[Point labeling examples]

++++++

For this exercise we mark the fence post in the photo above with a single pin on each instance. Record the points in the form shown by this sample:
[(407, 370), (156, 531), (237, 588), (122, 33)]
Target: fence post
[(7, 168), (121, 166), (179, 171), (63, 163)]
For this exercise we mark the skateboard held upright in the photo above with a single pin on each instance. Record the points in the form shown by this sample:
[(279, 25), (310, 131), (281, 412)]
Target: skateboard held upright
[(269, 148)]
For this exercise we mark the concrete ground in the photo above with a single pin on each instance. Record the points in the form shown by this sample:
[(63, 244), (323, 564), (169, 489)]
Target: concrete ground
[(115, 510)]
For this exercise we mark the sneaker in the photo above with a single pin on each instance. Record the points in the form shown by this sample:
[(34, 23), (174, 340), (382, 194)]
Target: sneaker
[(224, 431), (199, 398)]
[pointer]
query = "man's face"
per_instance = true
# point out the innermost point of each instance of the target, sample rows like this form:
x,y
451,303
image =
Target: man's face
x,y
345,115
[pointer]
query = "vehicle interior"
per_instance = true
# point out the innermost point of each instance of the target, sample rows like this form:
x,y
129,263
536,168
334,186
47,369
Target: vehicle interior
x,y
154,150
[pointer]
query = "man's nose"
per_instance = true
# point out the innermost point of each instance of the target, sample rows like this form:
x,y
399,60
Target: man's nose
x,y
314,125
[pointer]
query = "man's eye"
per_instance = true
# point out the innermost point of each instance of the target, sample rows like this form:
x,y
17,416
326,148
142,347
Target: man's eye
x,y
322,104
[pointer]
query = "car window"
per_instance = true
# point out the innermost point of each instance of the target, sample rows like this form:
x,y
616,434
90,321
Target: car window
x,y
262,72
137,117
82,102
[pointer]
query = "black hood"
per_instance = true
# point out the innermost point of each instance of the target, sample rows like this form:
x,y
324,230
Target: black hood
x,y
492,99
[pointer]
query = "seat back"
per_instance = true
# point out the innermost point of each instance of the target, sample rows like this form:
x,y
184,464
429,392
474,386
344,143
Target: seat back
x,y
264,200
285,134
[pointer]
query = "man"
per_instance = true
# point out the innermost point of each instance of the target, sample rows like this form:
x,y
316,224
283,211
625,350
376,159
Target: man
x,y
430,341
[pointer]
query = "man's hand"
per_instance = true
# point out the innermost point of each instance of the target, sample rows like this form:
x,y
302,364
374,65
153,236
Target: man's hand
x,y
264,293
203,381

++++++

**Required work**: Lay out as a numbered list the lines from the entries between the line containing "For this exercise we mark the skateboard" and the line containing "[(224, 431), (199, 398)]", inclusive, skipping any blank lines.

**Answer in full**:
1. For this exercise we mark the skateboard held upright in the photo above with a single pin on each instance. Record the points in the form shown by this sample:
2. [(279, 25), (310, 131), (281, 412)]
3. Target: skateboard held upright
4. [(269, 148)]
5. For this exercise we mark the concrete ground in the photo above with a single pin on each instance. Record the points in the form shown by this sample:
6. [(63, 244), (323, 564), (169, 489)]
7. Target: concrete ground
8. [(115, 510)]
9. For this exercise we mark the sneaker in the photo above with a single pin on each instance. Record the points in the form shown by this sample:
10. [(34, 23), (174, 340), (382, 194)]
11. Target: sneaker
12. [(224, 431), (199, 398)]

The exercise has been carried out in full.